> SECCIÓN DE TEXTO:
━━━━━━━━
A favor: Tenía casi noventa años, estaba ciego y aún cabalgó en la batalla para liderar la Cuarta Cruzada.
En contra: Llevó a los cruzados a todas partes menos a su destino.
Jerusalén. ¡Oh, Jerusalén! Esta pequeña ciudad tiene la fortuna, o la desgracia, de estar situada en el corazón de tres religiones importantes. En ella, los judíos albergaban el Templo de Salomón y los Diez Mandamientos. Después, se convirtió en el lugar de la Crucifixión de Jesús, y, unos pocos siglos más tarde, fue donde Mahoma ascendió a los cielos.
El hecho de ser codiciada por tres grupos religiosos la ha convertido en un campo de batalla durante la mayor parte de su historia. Alentados por el fervor religioso que siguió a la muerte de Mahoma en 432, los ejércitos árabes irrumpieron desde la península Arábiga y conquistaron grandes franjas del mundo conocido, incluyendo Jerusalén. Durante algunos cientos de años después de su conquista, controlaron la Ciudad Santa, aunque permitían que los cristianos europeos peregrinasen a su preciado lugar de la Iglesia del Santo Sepulcro. Los judíos habían sido diseminados por los romanos y los pocos que quedaban en la ciudad no parecían representar ninguna amenaza para nadie ni para nada.
Esta pacífica coexistencia se hizo añicos en el siglo XI, cuando los turcos provenientes de Asia Central irrumpieron en Oriente Próximo y se apropiaron de grandes franjas de territorio del tambaleante Imperio bizantino (formado por los restos de la parte oriental del Imperio romano). Los bizantinos tenían su base en la gloriosa ciudad de Constantinopla (la actual Estambul), que servía de barrera entre los árabes de Oriente Próximo y los europeos occidentales y, de este modo, permitía que los europeos centrasen gran parte de su energía medieval matándose entre sí.
━━━━━━━━
> ENTRADAS EXTRAÍDAS:
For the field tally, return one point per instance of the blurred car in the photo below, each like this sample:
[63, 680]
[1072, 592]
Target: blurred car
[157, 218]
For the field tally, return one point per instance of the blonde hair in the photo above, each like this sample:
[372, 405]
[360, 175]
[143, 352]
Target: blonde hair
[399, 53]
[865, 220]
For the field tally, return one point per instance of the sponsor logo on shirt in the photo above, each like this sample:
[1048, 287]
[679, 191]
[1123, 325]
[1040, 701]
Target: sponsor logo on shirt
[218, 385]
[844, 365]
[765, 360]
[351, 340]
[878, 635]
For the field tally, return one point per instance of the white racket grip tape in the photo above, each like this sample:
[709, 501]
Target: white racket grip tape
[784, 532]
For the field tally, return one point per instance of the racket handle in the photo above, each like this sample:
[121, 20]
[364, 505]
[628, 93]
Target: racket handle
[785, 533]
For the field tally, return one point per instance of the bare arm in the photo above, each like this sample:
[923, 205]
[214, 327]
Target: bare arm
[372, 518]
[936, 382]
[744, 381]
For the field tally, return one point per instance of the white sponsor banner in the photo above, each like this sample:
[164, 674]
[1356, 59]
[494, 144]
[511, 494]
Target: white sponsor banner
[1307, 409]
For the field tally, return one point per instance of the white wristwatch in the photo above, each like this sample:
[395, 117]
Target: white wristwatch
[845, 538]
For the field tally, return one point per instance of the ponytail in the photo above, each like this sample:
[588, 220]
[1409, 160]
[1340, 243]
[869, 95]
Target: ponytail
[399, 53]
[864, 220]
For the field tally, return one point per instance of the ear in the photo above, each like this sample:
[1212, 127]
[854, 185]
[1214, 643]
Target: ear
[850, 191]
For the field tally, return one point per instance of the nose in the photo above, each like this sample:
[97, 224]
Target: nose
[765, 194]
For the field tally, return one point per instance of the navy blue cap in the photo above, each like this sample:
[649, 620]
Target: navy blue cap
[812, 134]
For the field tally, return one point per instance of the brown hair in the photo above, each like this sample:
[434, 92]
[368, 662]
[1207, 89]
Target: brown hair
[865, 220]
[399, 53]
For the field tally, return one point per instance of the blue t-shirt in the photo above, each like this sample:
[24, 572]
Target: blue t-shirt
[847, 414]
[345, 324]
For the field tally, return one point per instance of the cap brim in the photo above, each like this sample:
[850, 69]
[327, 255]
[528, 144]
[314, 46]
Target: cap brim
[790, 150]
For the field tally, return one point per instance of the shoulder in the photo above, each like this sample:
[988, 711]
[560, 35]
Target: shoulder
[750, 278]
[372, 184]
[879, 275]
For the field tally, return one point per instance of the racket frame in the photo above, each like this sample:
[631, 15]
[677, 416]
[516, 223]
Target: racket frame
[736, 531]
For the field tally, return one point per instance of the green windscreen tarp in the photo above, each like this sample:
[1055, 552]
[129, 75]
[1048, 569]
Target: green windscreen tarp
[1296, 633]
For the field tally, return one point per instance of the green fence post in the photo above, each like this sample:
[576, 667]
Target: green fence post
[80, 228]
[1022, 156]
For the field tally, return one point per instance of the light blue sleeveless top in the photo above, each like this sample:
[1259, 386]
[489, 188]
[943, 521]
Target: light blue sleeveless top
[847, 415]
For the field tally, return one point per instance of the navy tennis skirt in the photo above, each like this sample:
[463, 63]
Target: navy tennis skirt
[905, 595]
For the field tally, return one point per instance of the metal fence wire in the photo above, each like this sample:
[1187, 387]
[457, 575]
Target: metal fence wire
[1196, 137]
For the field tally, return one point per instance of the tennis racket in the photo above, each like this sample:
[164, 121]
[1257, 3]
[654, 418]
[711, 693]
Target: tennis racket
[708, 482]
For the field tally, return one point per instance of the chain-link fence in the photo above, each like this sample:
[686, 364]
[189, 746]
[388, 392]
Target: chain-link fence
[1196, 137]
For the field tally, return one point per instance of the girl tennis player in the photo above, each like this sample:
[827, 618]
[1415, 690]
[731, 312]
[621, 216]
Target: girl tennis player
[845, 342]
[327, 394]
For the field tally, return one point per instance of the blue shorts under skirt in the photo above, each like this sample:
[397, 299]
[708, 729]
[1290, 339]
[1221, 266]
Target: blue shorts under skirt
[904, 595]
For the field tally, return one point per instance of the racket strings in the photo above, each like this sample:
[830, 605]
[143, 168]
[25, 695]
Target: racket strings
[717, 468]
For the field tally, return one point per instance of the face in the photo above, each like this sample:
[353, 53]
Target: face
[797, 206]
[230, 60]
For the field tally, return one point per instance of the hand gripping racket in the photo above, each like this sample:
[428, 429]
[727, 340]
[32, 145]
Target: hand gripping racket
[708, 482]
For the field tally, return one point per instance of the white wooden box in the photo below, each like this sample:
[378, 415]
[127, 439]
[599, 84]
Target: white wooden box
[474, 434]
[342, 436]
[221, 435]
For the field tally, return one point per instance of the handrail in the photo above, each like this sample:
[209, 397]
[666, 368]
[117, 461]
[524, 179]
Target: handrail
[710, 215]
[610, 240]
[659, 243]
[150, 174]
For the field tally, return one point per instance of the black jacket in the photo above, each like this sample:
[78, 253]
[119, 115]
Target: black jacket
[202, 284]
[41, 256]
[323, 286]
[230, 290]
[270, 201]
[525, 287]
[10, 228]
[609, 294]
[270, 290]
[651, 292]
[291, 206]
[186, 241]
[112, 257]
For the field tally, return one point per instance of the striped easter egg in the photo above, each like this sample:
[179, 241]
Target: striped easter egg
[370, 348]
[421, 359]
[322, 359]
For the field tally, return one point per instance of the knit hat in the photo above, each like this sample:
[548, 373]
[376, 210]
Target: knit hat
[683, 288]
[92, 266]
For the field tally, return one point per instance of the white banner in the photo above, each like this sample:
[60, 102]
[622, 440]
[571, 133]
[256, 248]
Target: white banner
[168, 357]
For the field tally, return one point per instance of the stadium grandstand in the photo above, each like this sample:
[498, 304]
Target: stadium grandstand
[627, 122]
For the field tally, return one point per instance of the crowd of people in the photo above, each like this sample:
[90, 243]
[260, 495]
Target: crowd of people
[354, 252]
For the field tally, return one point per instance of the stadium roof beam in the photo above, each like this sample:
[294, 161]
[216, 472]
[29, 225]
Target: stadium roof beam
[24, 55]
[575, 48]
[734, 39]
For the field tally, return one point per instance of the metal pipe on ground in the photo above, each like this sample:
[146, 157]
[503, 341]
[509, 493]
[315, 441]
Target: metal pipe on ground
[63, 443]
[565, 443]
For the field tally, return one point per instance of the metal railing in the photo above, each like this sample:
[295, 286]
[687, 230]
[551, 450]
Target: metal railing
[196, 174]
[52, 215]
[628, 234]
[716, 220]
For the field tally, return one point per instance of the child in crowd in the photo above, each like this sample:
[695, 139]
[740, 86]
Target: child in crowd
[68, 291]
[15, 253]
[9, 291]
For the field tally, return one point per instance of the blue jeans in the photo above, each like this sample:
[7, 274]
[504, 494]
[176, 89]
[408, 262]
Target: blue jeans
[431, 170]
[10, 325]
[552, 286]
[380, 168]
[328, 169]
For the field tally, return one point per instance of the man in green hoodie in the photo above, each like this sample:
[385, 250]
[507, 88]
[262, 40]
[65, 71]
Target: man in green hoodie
━━━━━━━━
> TAREAS POR REALIZAR:
(1) Responda brevemente, según el fragmento sobre Jerusalén:
(a) ¿Qué edad tenía casi el líder de la Cuarta Cruzada?
(b) ¿De dónde provenían los turcos que irrumpieron en Oriente Próximo en el siglo XI?
(c) ¿Cuál es el nombre actual de Constantinopla?
(2) Indique si cada afirmación concuerda con el fragmento sobre Jerusalén y cite las palabras del texto que lo deciden.
(a) Los árabes impedían que los cristianos europeos peregrinasen a la Iglesia del Santo Sepulcro.
(b) El Imperio bizantino estaba formado por los restos de la parte oriental del Imperio romano.
(c) Los judíos fueron diseminados por los árabes.
El material no desempeña ningún papel en este ejercicio.

> RESULTADOS DEL EJERCICIO:
(1)
(a) Casi noventa años.
(b) De Asia Central.
(c) Estambul.

(2)
(a) No: «aunque permitían que los cristianos europeos peregrinasen a su preciado lugar de la Iglesia del Santo Sepulcro».
(b) Sí: «formado por los restos de la parte oriental del Imperio romano».
(c) No: «Los judíos habían sido diseminados por los romanos».